Stored entries
★ ★ ★ ★ ★
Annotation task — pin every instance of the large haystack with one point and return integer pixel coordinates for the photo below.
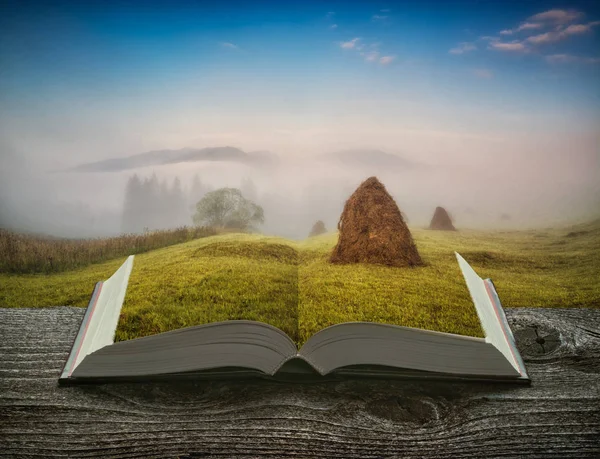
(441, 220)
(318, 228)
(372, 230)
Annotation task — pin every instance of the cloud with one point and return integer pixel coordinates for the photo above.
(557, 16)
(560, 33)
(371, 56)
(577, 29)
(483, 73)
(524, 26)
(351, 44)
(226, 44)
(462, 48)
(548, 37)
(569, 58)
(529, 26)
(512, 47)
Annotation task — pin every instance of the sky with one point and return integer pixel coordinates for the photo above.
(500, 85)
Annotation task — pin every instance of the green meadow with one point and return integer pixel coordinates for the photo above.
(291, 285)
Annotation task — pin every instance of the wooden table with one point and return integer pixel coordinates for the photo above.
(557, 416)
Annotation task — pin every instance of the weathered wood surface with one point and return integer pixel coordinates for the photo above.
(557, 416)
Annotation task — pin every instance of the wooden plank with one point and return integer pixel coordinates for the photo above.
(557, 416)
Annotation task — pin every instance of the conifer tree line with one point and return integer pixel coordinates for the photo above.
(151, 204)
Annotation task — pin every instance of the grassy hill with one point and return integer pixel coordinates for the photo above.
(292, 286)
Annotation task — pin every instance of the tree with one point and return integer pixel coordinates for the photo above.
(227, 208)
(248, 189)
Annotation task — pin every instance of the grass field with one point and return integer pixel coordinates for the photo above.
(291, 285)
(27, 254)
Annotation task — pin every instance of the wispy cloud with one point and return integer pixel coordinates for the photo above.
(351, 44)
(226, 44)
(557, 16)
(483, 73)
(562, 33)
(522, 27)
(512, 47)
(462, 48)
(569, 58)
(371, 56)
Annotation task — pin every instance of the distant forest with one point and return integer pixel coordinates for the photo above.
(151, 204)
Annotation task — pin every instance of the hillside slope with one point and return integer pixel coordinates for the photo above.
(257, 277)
★ ★ ★ ★ ★
» **PROBLEM STATEMENT**: Could you rescale everything from the line with "Annotation task — pin every instance of the grassy" through the end of the rows? Give every one of those lines again, keeping the text lines unchanged and multiplying each pixel coordinate in the answers by 0.7, rounded to whole numbers with halves rounded up.

» **FINISHED ANSWER**:
Annotation task — pin every instance of the grassy hill with one point and return integer pixel coordinates for the photo above.
(204, 200)
Annotation task — pin every instance of the tree with one point and return integer pixel coordinates for the photo above.
(159, 146)
(174, 132)
Annotation task — pin every instance of the grass field with one point and return integer pixel coordinates for the photo above.
(204, 200)
(19, 178)
Annotation task — pin every instance of the wispy cloud with one point and return integer pixel coordinates for the photo above.
(246, 31)
(158, 31)
(390, 11)
(338, 51)
(393, 23)
(365, 19)
(358, 33)
(323, 34)
(398, 41)
(260, 39)
Annotation task — pin every instance of the distant forest with one point and return integer pixel coordinates for the photo above.
(106, 143)
Annotation task — pin every instance of the hillside slope with one point and return integer pixel coordinates for the photo above.
(180, 194)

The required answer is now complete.